§ **EXTRAIT CITÉ**:
= = = =
En conséquence, le cabinet d’étude estime qu’il serait préférable d’ouvrir plus largement la gamme de tests certifiants admissibles et de mettre en place deux types de parcours pour le CPF.

Premièrement : un parcours long, d’au minimum 60 heures, avec un rythme relativement intensif, dont l’objectif serait de booster le niveau général de l’apprenant en contexte professionnel, avec un test certifiant reconnu évaluant les compétences recherchées au départ et en fin de formation.

Deuxièmement : des parcours plus spécifiques, plus courts, avec une évaluation basée sur le contenu de la formation (compétences orales, compétences spécifiques, cours spécialisé « métier », etc..) au départ et à la fin.
= = = =
(Lignes du jeu de données sur l'emplacement des objets)
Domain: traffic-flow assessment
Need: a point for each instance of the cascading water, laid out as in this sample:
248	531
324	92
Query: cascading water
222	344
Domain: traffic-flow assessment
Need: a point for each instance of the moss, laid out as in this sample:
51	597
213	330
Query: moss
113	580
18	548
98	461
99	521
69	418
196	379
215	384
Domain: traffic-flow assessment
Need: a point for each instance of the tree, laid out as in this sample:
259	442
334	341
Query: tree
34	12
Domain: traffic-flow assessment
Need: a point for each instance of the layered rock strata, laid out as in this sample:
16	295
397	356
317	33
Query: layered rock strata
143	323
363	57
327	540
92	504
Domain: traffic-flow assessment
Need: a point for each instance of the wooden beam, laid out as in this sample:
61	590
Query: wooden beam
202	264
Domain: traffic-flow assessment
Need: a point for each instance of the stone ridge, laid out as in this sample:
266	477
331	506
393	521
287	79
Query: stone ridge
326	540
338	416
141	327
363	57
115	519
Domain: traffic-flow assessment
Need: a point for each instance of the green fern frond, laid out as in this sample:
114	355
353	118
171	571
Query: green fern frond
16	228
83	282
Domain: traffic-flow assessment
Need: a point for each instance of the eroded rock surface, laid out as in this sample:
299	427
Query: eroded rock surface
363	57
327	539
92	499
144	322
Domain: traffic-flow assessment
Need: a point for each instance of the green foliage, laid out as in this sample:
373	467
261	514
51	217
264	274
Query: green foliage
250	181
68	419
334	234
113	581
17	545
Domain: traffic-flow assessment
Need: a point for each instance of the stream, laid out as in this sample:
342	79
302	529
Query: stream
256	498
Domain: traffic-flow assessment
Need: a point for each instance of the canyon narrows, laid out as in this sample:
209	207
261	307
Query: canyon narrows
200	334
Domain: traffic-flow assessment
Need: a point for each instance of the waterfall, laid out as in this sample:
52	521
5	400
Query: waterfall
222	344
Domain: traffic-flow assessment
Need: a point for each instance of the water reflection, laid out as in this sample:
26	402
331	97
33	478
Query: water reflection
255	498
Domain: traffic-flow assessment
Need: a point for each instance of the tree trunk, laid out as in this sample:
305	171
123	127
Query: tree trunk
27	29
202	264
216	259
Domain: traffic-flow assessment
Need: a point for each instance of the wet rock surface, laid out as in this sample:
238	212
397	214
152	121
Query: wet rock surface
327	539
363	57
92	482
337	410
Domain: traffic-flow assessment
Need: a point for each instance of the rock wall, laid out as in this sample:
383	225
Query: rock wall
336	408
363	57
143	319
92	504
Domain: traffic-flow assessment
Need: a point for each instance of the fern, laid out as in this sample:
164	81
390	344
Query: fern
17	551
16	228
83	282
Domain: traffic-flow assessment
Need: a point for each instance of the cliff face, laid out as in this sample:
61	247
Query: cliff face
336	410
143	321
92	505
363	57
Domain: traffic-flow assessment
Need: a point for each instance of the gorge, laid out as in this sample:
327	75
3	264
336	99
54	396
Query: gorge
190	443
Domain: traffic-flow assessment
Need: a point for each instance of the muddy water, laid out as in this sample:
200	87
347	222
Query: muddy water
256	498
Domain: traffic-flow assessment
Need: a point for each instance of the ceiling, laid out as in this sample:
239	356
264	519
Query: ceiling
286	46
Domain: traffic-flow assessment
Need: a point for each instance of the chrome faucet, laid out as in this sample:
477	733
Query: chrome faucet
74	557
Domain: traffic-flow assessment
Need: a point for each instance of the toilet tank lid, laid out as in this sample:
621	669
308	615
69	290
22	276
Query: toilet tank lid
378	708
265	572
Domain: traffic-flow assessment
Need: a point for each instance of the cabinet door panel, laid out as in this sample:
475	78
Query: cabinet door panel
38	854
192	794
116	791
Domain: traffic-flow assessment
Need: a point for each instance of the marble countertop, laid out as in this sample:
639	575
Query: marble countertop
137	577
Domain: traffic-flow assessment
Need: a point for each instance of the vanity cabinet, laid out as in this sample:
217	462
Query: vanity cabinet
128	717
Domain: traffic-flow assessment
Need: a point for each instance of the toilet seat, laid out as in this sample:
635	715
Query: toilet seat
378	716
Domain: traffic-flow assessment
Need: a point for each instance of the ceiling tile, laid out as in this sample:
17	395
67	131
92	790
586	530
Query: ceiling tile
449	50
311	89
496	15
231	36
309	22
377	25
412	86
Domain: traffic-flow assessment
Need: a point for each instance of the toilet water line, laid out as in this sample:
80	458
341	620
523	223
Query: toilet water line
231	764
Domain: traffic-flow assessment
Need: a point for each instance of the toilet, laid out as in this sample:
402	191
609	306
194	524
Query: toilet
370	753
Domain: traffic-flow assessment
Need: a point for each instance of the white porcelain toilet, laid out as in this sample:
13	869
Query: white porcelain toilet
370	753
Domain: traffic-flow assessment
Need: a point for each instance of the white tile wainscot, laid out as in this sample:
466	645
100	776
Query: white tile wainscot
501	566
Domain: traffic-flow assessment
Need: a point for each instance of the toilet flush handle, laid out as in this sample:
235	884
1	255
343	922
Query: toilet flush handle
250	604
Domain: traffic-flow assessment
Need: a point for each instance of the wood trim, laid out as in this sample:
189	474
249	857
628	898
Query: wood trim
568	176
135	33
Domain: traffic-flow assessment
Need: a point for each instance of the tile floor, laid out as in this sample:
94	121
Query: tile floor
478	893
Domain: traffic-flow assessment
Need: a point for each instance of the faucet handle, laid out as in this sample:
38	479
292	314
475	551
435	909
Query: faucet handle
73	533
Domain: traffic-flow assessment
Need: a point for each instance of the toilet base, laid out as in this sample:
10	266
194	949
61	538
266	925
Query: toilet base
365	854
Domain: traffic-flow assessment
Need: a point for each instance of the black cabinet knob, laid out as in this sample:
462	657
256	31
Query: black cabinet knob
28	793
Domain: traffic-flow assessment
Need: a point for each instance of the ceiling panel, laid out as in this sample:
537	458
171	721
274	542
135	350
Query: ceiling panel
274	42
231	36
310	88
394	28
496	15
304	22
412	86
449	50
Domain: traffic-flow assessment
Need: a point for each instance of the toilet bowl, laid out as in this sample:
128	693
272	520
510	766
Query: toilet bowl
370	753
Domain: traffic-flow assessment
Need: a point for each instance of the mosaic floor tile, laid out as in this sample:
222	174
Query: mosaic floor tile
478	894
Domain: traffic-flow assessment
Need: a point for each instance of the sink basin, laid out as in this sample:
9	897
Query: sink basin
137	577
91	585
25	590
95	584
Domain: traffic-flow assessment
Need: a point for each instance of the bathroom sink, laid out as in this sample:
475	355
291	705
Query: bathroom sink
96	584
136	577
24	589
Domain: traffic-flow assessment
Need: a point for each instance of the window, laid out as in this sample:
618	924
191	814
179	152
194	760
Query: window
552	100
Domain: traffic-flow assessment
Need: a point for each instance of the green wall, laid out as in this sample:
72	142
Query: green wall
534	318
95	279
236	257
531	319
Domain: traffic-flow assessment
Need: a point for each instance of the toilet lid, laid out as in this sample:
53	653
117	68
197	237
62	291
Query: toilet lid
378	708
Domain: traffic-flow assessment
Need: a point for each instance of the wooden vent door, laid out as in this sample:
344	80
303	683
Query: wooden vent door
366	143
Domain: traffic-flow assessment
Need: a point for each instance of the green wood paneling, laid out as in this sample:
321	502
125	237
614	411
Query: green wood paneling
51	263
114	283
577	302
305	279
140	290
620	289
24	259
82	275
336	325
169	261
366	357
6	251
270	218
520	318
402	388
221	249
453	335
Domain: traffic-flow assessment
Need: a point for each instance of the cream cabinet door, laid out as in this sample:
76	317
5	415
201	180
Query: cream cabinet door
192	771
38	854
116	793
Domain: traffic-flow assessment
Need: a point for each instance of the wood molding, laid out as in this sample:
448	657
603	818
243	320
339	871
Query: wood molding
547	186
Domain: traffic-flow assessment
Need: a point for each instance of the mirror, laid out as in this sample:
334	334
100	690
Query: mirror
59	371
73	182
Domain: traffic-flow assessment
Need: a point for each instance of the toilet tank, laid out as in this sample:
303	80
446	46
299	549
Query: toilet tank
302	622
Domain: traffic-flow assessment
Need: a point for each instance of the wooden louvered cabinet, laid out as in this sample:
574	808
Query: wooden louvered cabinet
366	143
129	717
= = = =
§ **OBJECTIFS**:
a - Indiquez si chacune des affirmations suivantes concorde avec l'extrait, en justifiant par les mots exacts du texte : (i) le parcours long dure au moins 60 heures ; (ii) le cabinet d'étude recommande de restreindre la gamme de tests certifiants admissibles ; (iii) les parcours spécifiques sont plus longs que le parcours long.
b - Listez toutes les lignes qui contiennent le mot « bathroom », en tenant compte de la casse.

§ **CORRIGÉS**:
a -
(i) Oui : « un parcours long, d’au minimum 60 heures ».
(ii) Non : « d’ouvrir plus largement la gamme de tests certifiants admissibles ».
(iii) Non : « des parcours plus spécifiques, plus courts ».

b -
Need: a point for each instance of the bathroom sink, laid out as in this sample:
Query: bathroom sink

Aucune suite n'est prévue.